§ WHAT TO PRODUCE
Go to the line holding "Query: arm tattoo" in the entries below and write out exactly every line down to and including the line holding "point(255, 125)".

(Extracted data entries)

━━━━━━━━━━━━━━━━━━━━━━━━━━━━━━

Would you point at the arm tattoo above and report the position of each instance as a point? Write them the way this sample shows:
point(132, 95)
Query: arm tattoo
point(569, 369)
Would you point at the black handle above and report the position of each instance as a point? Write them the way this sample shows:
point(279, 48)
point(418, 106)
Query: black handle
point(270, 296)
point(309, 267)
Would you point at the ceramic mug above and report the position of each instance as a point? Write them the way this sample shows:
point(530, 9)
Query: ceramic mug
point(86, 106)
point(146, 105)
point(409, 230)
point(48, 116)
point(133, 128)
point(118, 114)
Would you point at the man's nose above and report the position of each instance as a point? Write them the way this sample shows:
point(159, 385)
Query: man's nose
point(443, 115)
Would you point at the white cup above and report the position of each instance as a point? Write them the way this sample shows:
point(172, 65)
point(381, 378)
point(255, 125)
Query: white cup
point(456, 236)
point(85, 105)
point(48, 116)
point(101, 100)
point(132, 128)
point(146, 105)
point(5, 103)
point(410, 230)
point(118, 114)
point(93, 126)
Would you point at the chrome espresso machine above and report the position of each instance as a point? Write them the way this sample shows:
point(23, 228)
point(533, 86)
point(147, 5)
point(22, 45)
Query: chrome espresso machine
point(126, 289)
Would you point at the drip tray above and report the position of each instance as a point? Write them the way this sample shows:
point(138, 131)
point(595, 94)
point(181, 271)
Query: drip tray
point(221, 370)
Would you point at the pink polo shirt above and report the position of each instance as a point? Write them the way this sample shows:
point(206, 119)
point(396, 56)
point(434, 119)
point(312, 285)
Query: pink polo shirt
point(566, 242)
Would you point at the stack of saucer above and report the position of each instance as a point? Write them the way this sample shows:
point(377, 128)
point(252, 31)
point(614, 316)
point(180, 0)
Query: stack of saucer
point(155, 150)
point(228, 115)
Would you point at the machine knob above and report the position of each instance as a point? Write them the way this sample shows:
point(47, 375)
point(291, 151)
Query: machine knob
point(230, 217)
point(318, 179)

━━━━━━━━━━━━━━━━━━━━━━━━━━━━━━

§ ANSWER SPACE
Query: arm tattoo
point(569, 369)
Would you point at the black handle above and report the position of each instance as a point? Write them the way this sample shows:
point(279, 48)
point(418, 106)
Query: black handle
point(270, 296)
point(309, 267)
Would you point at the ceramic mug above and report the position of each instance as a point? Write them the way this sample shows:
point(530, 9)
Query: ceramic mug
point(86, 106)
point(146, 105)
point(409, 230)
point(48, 116)
point(133, 128)
point(118, 114)
Would you point at the man's nose above and report the position of each instance as a point? Write them the way this sample shows:
point(159, 385)
Query: man's nose
point(443, 115)
Would you point at the white cup above and report the position of each instance as a point? Write them the way this sample shows:
point(172, 65)
point(381, 378)
point(255, 125)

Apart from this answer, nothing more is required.